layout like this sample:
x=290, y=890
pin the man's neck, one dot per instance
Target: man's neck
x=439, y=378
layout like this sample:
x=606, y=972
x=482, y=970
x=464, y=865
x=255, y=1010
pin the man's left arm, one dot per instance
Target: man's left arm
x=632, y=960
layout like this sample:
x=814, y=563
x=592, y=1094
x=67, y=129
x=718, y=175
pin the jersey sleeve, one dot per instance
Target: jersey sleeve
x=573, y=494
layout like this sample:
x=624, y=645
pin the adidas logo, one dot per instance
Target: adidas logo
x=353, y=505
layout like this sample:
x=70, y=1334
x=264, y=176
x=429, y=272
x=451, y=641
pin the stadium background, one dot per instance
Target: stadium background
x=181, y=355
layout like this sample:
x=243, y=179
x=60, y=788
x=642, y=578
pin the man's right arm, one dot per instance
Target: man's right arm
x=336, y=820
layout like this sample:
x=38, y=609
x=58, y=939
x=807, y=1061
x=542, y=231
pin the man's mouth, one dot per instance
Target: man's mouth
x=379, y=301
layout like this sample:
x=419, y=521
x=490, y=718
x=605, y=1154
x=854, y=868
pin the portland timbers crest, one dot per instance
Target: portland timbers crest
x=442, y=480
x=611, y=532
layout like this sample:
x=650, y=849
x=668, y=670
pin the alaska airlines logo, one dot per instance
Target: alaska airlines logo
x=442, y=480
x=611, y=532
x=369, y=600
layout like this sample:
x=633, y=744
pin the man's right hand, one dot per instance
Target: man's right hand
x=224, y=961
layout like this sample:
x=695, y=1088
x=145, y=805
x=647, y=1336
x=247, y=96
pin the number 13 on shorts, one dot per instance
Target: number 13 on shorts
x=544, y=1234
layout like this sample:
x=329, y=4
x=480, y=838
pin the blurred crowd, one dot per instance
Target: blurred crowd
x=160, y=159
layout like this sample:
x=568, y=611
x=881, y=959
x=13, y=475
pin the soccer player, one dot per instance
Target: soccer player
* * *
- WHAT THE EXERCISE ASKS: Copy all of the records above line for line, keeping every character unchanged.

- SOLUTION TO THIS PROBLEM:
layout like this sample:
x=290, y=890
pin the man's neck, one dot per instance
Target: man's neck
x=439, y=378
layout like this sample:
x=606, y=972
x=482, y=970
x=464, y=865
x=255, y=1010
pin the man's left arm, one dot per instance
Target: man's left arm
x=632, y=960
layout like this sample:
x=814, y=563
x=592, y=1094
x=67, y=129
x=718, y=175
pin the jersey sleeve, one dot per instance
Target: jersey sleeve
x=573, y=494
layout like this sample:
x=624, y=645
pin the adidas logo, one dot per instance
Target: adidas logo
x=353, y=505
layout like this sample:
x=70, y=1334
x=264, y=176
x=429, y=272
x=451, y=641
pin the stadium background, one dot per instance
Target: stadium background
x=181, y=355
layout like this sample:
x=243, y=179
x=60, y=788
x=642, y=578
pin the man's right arm, one dot per instance
Target: man's right arm
x=336, y=820
layout like this sample:
x=38, y=609
x=58, y=939
x=807, y=1061
x=542, y=231
pin the man's mouth, one dot per instance
Target: man's mouth
x=379, y=301
layout like this sample:
x=419, y=521
x=490, y=718
x=605, y=1154
x=854, y=868
pin the portland timbers crest, one dot per instance
Target: portland timbers crest
x=442, y=480
x=611, y=532
layout like this sample:
x=650, y=849
x=668, y=670
pin the alaska airlines logo, one dot per instance
Target: alaska airlines logo
x=442, y=480
x=611, y=532
x=369, y=600
layout like this sample:
x=633, y=744
pin the man's right hand, one dot per instance
Target: man's right hand
x=224, y=961
layout like this sample:
x=695, y=1088
x=145, y=805
x=647, y=1336
x=247, y=96
pin the number 13 on shorts, one dot per instance
Target: number 13 on shorts
x=544, y=1234
layout like this sample:
x=329, y=4
x=480, y=838
pin the blurred crowd, one dot per instance
Target: blurred crowd
x=160, y=159
layout like this sample:
x=568, y=611
x=881, y=959
x=13, y=475
pin the soccer player, one dot per instance
Target: soccer player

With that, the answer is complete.